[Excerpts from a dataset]

Start of Block

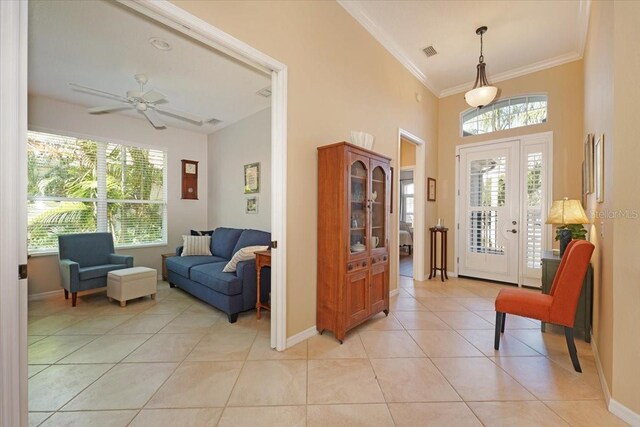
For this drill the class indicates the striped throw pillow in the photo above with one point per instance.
(244, 254)
(196, 245)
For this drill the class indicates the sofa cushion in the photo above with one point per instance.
(86, 273)
(224, 240)
(211, 276)
(182, 265)
(252, 238)
(196, 245)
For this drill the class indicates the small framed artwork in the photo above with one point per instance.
(431, 189)
(190, 179)
(588, 160)
(252, 205)
(252, 178)
(598, 159)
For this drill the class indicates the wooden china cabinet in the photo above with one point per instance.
(353, 236)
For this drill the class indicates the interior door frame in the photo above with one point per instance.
(544, 136)
(419, 181)
(13, 225)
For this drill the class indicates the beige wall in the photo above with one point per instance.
(244, 142)
(598, 119)
(625, 188)
(50, 115)
(340, 79)
(564, 88)
(407, 153)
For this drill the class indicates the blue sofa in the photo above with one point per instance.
(202, 276)
(85, 261)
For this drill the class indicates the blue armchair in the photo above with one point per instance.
(85, 260)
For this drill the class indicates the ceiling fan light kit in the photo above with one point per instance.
(482, 93)
(143, 102)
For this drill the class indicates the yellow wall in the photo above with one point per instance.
(564, 88)
(625, 187)
(340, 79)
(598, 119)
(407, 153)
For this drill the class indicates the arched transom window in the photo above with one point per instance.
(504, 114)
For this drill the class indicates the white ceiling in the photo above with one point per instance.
(103, 44)
(523, 36)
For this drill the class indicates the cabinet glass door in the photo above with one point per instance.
(358, 207)
(378, 201)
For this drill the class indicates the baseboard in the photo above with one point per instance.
(603, 382)
(44, 295)
(615, 407)
(301, 336)
(624, 413)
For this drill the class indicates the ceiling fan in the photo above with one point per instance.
(149, 103)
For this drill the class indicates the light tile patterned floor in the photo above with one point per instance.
(176, 361)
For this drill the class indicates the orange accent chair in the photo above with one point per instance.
(559, 307)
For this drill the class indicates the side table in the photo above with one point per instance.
(263, 259)
(433, 267)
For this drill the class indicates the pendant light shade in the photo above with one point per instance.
(482, 93)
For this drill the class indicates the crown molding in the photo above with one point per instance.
(584, 11)
(357, 12)
(516, 72)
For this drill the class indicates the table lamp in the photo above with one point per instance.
(569, 216)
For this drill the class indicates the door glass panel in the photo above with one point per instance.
(487, 191)
(534, 210)
(358, 205)
(378, 203)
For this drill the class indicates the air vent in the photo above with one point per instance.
(429, 51)
(266, 92)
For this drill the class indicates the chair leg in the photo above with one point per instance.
(499, 318)
(568, 333)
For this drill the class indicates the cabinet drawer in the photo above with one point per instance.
(357, 265)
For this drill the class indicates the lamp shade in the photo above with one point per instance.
(567, 211)
(481, 96)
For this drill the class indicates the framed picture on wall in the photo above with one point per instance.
(252, 178)
(431, 189)
(252, 205)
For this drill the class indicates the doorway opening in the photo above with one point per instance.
(410, 205)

End of Block

Assignment:
Copy exactly, please, the span of lines that begins at the line with "For this drill the class indicates the table" and ends at the last line of the data, both included.

Response area:
For this drill the class indicates the table lamp in the photo above with one point per instance.
(569, 216)
For this drill the class indicates the door glass panel in the photo above with one point per instance.
(487, 191)
(534, 210)
(358, 205)
(378, 203)
For this drill the class indicates the air vent in the photo above with one point per instance.
(429, 51)
(266, 92)
For this drill the class indicates the chair leg in the photo above with one point per instance.
(499, 318)
(568, 333)
For this drill the class indicates the cabinet drawer in the photo above with one point per instance.
(357, 265)
For this drill the class indicates the lamp shade in the photo above with one point per instance.
(567, 211)
(481, 96)
For this drill the class indicates the framed picture on wall in the photo above with one point per instance.
(252, 178)
(431, 189)
(252, 205)
For this drill the class indicates the doorway opening in the photo above with one point per instance.
(410, 205)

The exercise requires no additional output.